# [What to produce]
In the records below, find the line with "Objective — one dot per instance of the pink"; retype that line and all the following lines through the end, exactly, and add nothing.

Segment Open

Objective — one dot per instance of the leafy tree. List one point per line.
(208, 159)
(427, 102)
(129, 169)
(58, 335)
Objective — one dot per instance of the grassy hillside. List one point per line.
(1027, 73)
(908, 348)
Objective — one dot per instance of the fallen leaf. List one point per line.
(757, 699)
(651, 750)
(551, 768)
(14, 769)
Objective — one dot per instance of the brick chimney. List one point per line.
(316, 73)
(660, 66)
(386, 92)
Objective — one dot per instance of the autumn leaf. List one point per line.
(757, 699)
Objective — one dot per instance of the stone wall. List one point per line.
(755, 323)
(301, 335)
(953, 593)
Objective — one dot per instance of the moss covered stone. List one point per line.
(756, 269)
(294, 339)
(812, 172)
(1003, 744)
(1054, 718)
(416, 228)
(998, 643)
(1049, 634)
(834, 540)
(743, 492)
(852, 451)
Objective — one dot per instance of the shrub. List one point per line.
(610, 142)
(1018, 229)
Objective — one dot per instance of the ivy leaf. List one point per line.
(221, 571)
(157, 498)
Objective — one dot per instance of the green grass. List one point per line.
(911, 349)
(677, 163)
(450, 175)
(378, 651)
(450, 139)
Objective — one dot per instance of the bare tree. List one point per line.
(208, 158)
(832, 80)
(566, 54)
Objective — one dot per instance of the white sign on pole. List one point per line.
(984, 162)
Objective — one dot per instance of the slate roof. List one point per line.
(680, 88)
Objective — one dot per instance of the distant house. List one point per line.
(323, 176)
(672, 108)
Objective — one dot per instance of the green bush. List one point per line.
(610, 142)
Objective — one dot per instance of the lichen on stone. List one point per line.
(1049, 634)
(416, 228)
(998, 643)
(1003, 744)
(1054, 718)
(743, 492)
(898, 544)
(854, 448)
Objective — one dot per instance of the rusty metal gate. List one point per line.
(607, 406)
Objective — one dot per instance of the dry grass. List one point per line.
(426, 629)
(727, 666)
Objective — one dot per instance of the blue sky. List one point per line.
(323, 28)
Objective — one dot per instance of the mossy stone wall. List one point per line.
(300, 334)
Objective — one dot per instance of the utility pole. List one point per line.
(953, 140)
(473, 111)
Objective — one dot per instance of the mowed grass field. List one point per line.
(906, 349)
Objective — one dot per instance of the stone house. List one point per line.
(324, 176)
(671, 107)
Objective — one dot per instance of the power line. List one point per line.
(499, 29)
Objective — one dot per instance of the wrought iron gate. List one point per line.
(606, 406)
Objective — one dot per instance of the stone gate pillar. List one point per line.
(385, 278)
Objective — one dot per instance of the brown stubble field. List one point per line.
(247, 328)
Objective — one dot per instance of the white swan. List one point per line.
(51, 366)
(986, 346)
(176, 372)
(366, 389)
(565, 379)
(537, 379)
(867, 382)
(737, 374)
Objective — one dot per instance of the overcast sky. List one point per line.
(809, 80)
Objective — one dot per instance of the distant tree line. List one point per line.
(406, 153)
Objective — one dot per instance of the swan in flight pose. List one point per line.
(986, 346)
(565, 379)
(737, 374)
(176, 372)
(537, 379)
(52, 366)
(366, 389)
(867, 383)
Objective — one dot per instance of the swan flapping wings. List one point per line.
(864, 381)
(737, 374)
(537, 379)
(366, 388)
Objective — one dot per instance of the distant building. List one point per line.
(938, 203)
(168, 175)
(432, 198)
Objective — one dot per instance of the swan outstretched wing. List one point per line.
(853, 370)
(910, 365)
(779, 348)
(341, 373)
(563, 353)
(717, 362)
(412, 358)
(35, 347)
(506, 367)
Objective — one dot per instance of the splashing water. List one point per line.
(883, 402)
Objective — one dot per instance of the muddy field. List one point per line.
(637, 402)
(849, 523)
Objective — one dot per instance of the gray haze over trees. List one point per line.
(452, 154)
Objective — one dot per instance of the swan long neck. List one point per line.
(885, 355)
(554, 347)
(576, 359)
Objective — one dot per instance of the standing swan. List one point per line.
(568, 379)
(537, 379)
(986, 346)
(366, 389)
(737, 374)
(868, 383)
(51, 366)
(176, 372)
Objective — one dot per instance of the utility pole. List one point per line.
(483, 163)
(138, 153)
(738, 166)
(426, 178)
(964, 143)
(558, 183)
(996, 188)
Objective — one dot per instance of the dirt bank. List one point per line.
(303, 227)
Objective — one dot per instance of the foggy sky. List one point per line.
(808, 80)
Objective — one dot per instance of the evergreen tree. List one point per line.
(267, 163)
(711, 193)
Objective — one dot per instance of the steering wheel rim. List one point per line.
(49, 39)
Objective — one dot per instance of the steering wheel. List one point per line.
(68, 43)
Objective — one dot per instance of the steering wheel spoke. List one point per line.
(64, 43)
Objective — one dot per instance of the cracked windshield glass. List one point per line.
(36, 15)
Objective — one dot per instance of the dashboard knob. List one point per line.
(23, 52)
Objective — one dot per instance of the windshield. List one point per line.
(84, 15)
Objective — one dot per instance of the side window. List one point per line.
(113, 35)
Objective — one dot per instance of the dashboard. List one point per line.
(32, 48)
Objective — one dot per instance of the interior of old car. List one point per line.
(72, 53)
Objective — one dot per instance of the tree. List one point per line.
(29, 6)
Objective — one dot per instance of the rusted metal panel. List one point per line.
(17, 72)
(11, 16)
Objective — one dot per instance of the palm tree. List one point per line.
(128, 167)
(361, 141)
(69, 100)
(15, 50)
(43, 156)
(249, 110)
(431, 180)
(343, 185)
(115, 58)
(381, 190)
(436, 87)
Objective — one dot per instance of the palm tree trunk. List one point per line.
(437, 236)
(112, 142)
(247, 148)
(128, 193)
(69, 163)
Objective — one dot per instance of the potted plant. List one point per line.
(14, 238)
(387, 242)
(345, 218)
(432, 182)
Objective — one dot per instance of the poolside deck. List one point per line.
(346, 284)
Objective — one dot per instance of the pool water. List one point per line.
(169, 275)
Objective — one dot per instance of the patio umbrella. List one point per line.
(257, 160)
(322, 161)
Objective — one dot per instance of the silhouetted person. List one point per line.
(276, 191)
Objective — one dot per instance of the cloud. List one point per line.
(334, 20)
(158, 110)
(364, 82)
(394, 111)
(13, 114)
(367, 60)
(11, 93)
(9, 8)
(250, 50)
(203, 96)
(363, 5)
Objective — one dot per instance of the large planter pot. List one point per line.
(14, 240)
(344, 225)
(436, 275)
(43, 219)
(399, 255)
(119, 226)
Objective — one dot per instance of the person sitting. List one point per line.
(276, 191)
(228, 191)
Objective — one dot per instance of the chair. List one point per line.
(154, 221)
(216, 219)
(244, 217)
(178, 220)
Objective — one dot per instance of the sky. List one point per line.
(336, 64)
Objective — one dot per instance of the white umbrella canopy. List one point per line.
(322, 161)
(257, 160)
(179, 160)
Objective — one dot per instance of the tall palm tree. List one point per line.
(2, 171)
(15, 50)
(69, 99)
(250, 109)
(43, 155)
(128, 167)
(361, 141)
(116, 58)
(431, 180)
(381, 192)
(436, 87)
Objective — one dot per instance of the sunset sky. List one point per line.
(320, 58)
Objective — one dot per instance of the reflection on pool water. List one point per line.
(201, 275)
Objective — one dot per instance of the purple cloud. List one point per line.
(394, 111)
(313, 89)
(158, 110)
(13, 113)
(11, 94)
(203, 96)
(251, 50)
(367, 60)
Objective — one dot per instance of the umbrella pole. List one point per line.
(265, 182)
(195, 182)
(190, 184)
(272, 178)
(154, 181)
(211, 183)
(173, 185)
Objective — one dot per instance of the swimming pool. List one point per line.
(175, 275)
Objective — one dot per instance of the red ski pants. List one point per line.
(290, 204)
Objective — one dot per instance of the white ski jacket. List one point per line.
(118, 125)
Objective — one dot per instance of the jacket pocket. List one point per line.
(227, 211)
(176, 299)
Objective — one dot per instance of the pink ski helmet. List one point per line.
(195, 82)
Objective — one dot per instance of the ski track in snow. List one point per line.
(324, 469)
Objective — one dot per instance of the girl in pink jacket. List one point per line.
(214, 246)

Segment Closed

# [Solution for this exercise]
Objective — one dot per instance of the pink ski helmet. List one point per line.
(195, 82)
Objective — one dot per instance of the ski track in snow. List one point per line.
(324, 469)
Objective — one dot per instance of the girl in pink jacket. List one point per line.
(214, 246)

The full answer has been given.